* **Short problem**
Format every line of the entries below as a numbered list, leaving out the blank lines.

__________________________________________________

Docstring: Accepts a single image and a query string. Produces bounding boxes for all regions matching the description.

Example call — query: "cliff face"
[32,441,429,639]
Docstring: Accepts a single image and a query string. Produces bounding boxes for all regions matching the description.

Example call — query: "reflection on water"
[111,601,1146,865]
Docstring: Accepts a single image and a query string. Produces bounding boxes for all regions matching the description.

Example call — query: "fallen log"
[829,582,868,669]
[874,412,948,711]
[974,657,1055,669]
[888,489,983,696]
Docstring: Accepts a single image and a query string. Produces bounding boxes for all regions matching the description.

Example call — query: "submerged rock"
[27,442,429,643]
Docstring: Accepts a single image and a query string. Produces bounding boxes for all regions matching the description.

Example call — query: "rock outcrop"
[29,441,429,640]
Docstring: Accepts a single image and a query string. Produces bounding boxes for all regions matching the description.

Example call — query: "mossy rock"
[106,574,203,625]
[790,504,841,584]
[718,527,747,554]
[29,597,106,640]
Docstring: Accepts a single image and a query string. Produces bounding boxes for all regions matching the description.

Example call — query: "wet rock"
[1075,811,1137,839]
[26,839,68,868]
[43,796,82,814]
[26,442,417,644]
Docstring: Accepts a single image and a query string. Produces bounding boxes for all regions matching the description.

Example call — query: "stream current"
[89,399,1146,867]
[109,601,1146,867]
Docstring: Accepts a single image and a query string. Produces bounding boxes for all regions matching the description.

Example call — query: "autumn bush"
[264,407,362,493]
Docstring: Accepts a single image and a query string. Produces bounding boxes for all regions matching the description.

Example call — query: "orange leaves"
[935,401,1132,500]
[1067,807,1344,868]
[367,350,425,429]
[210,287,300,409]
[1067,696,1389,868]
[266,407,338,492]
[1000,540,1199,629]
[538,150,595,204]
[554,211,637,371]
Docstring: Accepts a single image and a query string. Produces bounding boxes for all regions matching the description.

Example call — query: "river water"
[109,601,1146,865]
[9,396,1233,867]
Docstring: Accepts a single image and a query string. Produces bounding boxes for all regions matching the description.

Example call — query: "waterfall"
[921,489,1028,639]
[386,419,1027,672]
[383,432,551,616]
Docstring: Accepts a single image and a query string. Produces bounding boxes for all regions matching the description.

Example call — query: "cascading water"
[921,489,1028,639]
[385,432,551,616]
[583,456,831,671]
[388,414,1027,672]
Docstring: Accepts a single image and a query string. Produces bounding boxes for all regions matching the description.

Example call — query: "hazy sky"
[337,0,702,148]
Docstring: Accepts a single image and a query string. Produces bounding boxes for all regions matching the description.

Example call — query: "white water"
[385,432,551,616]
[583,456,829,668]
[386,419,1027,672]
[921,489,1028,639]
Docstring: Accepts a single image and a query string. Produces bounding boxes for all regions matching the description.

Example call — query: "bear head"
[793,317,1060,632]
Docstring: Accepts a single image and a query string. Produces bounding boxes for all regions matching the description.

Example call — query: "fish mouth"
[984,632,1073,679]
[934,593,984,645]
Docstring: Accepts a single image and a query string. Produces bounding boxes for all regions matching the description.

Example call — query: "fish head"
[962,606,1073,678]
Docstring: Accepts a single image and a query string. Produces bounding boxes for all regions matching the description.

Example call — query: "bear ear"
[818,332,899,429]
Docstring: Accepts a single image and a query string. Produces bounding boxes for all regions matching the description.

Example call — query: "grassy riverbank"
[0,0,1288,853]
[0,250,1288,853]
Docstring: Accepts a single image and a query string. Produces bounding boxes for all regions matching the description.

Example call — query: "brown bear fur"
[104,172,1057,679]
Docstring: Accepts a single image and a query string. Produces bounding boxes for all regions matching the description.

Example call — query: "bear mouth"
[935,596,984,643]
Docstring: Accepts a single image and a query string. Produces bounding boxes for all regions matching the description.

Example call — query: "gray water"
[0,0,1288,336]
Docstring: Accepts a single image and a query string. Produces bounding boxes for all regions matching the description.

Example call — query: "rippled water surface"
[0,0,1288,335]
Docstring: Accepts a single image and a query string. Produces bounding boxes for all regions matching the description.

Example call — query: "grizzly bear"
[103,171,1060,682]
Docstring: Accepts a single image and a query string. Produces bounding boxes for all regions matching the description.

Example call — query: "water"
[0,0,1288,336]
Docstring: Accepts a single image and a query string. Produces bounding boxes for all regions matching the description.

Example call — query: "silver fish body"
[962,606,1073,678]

__________________________________________________

* **Task solution**
1. Docstring: Accepts a single image and a query string. Produces bounding boxes for all regions matching the description.
2. Example call — query: "cliff face"
3. [32,441,429,639]
4. Docstring: Accepts a single image and a query string. Produces bounding boxes for all regions matching the description.
5. Example call — query: "reflection on water"
6. [111,601,1146,865]
7. Docstring: Accepts a single image and a query string. Produces bounding boxes for all regions matching the description.
8. Example call — query: "fallen log"
9. [829,582,868,669]
10. [874,412,948,711]
11. [974,657,1055,669]
12. [888,489,983,696]
13. Docstring: Accepts a single image and a query string. Produces bounding boxes for all regions matching the description.
14. Example call — query: "submerged rock"
15. [27,442,429,643]
16. Docstring: Accepts a single image and a query string. Produces bounding boxes for all regions matching the description.
17. Example call — query: "rock outcrop"
18. [29,441,429,640]
19. Docstring: Accepts a single image and a query string. Produces bounding boxes for all regions matching the description.
20. Example call — query: "mossy rock"
21. [106,574,203,625]
22. [790,504,841,584]
23. [718,527,747,554]
24. [29,597,106,640]
25. Docstring: Accepts a single image and a query string. Produces bounding boxes for all regions matching the description.
26. Example call — query: "wet rock"
27. [1075,811,1137,839]
28. [26,839,68,868]
29. [43,796,82,814]
30. [26,442,417,644]
31. Docstring: Accepts a single image and a query string. Produces bounding boxes for all regions matching the description.
32. Example call — query: "stream current"
33. [89,399,1146,867]
34. [109,601,1146,867]
35. Docstring: Accepts a single image and a query string. Produces bounding boxes for all regions matching the description.
36. Example call — query: "autumn bush"
37. [264,407,362,493]
38. Docstring: Accepts a single image and a query string. Produces bounding boxes for all regions matching the description.
39. Example call — query: "orange leaves"
40. [935,401,1132,500]
41. [1067,807,1344,868]
42. [367,350,425,429]
43. [210,287,300,409]
44. [1067,696,1389,868]
45. [266,407,338,492]
46. [1000,540,1199,629]
47. [538,150,595,204]
48. [554,211,637,371]
49. Docstring: Accepts a single image and a query string. Produces bounding boxes for all regions matching the description.
50. Example call — query: "river water"
51. [109,601,1146,865]
52. [9,396,1233,867]
53. Docstring: Accepts a single image and a query string. Produces bounding boxes for all regions matching the description.
54. Example call — query: "waterfall"
55. [921,489,1028,639]
56. [386,419,1027,672]
57. [383,432,551,616]
58. Docstring: Accepts a single image and a query string. Produces bounding boxes for all regions matching the description.
59. Example call — query: "cascading water"
60. [921,489,1028,639]
61. [385,432,551,616]
62. [583,456,831,671]
63. [388,414,1027,672]
64. Docstring: Accepts a single image and a query string. Produces bounding boxes for all regions matching the description.
65. Example call — query: "hazy sky"
66. [337,0,702,148]
67. Docstring: Accepts a single image and a query string. Produces bounding boxes for all regions matching the description.
68. Example call — query: "white water"
69. [385,432,551,616]
70. [583,456,829,668]
71. [386,419,1027,672]
72. [921,489,1028,639]
73. Docstring: Accepts a single image and a query string. Produces bounding boxes for all regions matching the description.
74. Example call — query: "bear head"
75. [793,317,1060,632]
76. Docstring: Accepts a single image and a query string. Produces bounding boxes for all regions matching the description.
77. Example call — query: "fish mouth"
78. [984,632,1073,679]
79. [934,593,984,645]
80. Docstring: Accepts a single image and a query string. Produces bounding boxes for all regions matching the description.
81. Example call — query: "fish head"
82. [962,606,1073,678]
83. Docstring: Accepts a single image and a query string. Produces bounding boxes for all regions matching the description.
84. Example call — query: "bear ear"
85. [818,332,899,429]
86. Docstring: Accepts a single image and a query string. Produces bounding boxes for all regions matching the description.
87. Example call — query: "grassy riverbank"
88. [0,0,1288,853]
89. [0,250,1288,853]
90. Docstring: Accepts a single image and a query string. Produces bounding boxes for all regions matching the description.
91. Example call — query: "brown bear fur"
92. [104,172,1057,679]
93. Docstring: Accepts a single image and a query string. Produces bounding boxes for all regions matching the description.
94. Example call — query: "bear mouth"
95. [935,596,984,643]
96. Docstring: Accepts a single image and a query string. Produces bounding boxes for all regions matching the description.
97. Example call — query: "gray water"
98. [0,0,1288,336]
99. Docstring: Accepts a single image and a query string. Produces bounding boxes for all regions matching the description.
100. Example call — query: "rippled water surface"
101. [0,0,1288,335]
102. Docstring: Accepts a single image and a query string. Produces bounding boxes for all regions matching the description.
103. Example call — query: "grizzly bear"
104. [103,171,1060,682]
105. Docstring: Accepts a single image and a query string. Produces bounding boxes for all regions matching the description.
106. Example call — query: "water"
107. [0,0,1288,336]
108. Docstring: Accepts a single image and a query string. Produces bounding boxes for all regions matching the description.
109. Example call — query: "silver fish body"
110. [962,606,1073,678]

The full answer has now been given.